----- MATERIAL PROVIDED -----
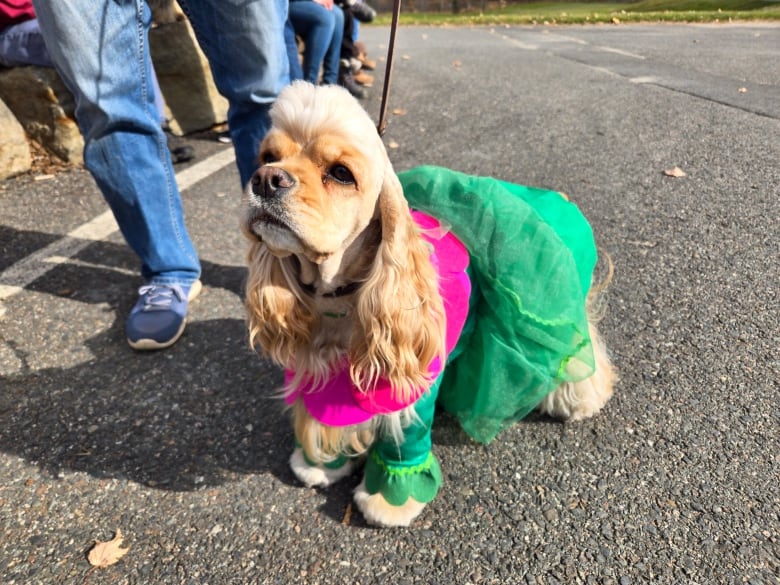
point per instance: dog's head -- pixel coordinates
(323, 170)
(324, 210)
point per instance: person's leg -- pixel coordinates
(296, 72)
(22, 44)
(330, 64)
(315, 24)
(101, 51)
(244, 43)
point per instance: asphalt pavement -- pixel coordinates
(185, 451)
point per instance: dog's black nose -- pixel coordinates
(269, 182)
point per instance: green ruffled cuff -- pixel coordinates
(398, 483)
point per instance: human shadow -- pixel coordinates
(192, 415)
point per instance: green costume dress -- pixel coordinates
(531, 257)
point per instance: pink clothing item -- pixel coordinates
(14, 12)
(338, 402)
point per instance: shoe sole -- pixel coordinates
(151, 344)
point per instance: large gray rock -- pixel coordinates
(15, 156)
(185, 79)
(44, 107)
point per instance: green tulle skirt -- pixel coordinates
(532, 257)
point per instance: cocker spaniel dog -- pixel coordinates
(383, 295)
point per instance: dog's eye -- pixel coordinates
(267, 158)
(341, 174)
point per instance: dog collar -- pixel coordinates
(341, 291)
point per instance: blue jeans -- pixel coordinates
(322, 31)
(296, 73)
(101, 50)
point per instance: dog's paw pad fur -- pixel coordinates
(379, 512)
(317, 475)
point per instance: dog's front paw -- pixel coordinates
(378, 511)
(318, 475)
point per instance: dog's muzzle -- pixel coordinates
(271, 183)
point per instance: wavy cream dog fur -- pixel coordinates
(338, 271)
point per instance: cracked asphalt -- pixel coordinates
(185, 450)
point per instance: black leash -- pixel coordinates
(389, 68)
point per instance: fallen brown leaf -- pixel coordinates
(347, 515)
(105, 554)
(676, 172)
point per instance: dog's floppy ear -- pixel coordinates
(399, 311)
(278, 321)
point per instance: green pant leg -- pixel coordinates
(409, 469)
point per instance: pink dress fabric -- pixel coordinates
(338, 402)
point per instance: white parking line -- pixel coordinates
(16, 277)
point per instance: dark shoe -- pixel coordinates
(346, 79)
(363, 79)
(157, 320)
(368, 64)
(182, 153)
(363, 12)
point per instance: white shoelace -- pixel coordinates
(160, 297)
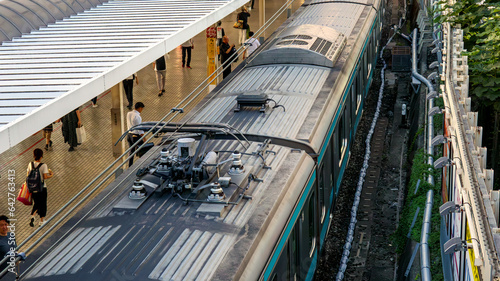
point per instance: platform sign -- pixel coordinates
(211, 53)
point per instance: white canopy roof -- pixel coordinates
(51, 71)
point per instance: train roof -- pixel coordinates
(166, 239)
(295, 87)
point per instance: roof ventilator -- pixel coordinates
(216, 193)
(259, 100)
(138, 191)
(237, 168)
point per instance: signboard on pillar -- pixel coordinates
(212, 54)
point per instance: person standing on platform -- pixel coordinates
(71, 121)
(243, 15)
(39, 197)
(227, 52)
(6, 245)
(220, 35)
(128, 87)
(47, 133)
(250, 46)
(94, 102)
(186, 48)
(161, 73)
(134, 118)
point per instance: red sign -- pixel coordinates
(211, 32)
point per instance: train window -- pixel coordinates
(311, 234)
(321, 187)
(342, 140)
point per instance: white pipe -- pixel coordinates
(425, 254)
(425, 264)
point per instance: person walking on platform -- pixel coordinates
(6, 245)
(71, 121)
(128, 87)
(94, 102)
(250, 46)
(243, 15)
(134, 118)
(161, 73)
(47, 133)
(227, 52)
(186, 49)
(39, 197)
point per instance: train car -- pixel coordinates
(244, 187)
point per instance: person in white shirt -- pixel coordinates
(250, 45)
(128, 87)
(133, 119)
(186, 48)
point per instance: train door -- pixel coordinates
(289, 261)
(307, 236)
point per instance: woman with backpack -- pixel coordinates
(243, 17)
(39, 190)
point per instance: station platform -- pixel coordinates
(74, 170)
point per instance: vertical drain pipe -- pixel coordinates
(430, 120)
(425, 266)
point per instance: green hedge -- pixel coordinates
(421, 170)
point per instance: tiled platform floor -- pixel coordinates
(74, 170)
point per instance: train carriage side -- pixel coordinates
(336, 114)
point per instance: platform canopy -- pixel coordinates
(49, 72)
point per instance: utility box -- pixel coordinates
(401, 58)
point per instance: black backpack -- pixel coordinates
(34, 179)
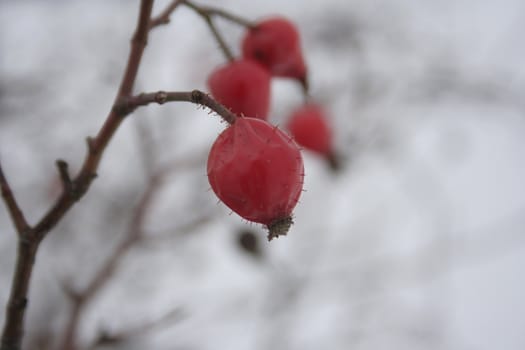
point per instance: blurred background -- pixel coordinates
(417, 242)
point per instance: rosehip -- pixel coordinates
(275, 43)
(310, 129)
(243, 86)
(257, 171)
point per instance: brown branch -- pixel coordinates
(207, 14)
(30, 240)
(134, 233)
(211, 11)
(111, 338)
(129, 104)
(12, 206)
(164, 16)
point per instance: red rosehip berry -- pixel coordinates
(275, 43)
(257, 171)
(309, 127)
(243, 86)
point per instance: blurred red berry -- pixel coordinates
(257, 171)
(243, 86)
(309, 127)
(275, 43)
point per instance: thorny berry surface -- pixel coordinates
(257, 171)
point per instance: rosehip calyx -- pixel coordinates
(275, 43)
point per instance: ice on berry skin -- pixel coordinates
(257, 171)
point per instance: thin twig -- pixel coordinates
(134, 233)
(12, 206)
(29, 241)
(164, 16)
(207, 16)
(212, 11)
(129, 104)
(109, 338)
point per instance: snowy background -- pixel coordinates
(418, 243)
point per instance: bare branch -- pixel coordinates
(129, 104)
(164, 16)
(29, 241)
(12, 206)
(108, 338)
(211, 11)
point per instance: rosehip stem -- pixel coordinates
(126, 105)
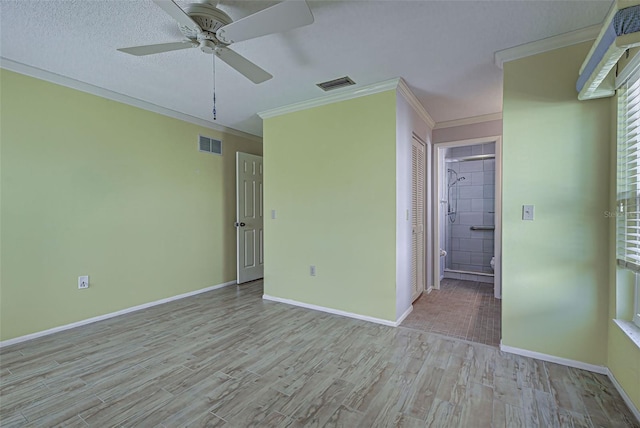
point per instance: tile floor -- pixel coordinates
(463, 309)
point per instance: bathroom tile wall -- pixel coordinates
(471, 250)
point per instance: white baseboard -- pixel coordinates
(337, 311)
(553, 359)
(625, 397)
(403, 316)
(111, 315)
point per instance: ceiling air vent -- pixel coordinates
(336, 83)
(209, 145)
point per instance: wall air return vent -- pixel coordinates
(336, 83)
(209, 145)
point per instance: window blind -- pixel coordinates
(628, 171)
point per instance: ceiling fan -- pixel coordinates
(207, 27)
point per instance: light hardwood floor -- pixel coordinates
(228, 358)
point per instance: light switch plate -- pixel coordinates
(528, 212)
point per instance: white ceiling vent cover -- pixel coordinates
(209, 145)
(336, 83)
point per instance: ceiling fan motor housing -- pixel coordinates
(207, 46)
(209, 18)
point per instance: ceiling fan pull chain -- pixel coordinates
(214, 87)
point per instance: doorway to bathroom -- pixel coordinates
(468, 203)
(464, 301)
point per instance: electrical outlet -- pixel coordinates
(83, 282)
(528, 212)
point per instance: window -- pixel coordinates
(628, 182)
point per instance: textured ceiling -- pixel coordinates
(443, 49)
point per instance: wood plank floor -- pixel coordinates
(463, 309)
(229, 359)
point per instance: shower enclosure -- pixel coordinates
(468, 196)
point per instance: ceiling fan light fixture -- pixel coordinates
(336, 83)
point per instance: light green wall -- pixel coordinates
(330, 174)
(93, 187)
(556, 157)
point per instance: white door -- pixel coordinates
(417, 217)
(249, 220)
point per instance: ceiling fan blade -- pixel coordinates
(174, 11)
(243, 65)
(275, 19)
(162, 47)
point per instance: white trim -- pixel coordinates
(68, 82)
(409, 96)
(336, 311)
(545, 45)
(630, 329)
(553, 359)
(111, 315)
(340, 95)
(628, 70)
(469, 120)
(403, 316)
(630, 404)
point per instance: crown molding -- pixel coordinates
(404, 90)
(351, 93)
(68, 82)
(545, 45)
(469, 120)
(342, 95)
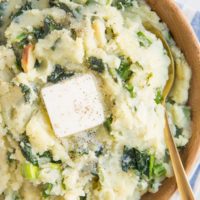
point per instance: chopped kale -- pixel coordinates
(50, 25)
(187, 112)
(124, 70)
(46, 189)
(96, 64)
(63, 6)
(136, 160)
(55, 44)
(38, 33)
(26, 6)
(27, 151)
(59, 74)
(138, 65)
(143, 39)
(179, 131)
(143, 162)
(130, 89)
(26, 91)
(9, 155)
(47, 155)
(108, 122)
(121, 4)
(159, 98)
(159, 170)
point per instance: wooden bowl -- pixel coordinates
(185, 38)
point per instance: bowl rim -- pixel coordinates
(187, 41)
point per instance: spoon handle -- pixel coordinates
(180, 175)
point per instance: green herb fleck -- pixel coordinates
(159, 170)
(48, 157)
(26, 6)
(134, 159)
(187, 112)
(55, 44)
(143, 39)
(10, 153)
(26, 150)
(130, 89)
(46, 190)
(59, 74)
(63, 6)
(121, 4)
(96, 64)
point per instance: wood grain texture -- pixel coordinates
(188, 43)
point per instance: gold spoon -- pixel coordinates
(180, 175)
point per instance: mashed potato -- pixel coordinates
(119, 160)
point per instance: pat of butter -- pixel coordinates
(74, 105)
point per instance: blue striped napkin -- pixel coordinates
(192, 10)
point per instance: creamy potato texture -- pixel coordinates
-----
§ DIRECTION
All lines from the one containing "point per instance: chopped" through the final line of the listing above are to be reproduced exactly; include both and add nothing.

§ THE REPLY
point per instance: chopped kale -- pixel coordinates
(50, 25)
(187, 112)
(124, 70)
(46, 189)
(96, 64)
(63, 6)
(136, 160)
(55, 44)
(38, 33)
(26, 6)
(27, 151)
(59, 74)
(138, 65)
(143, 39)
(179, 131)
(143, 162)
(130, 89)
(26, 91)
(9, 155)
(47, 155)
(108, 122)
(121, 4)
(159, 98)
(159, 170)
point per instance: wooden bowl -- pixel coordinates
(185, 38)
point per instance: bowl rim -- pixel coordinates
(187, 41)
point per instance: spoon handle -- pixel coordinates
(180, 175)
point per instance: green herb fleck -- pixel coordinates
(159, 170)
(48, 157)
(26, 6)
(134, 159)
(187, 112)
(55, 44)
(143, 39)
(10, 153)
(26, 150)
(130, 89)
(46, 190)
(59, 74)
(63, 6)
(121, 4)
(96, 64)
point per instance: wood grain texture -- pixel coordinates
(188, 43)
point per instance: gold spoon -- pixel coordinates
(180, 175)
point per instance: mashed potato -- pixel coordinates
(119, 160)
point per instance: pat of butter -- pixel coordinates
(74, 105)
point per instance: blue striped napkin -- pixel coordinates
(192, 10)
point per instance: creamy potato texture -- pixel coordinates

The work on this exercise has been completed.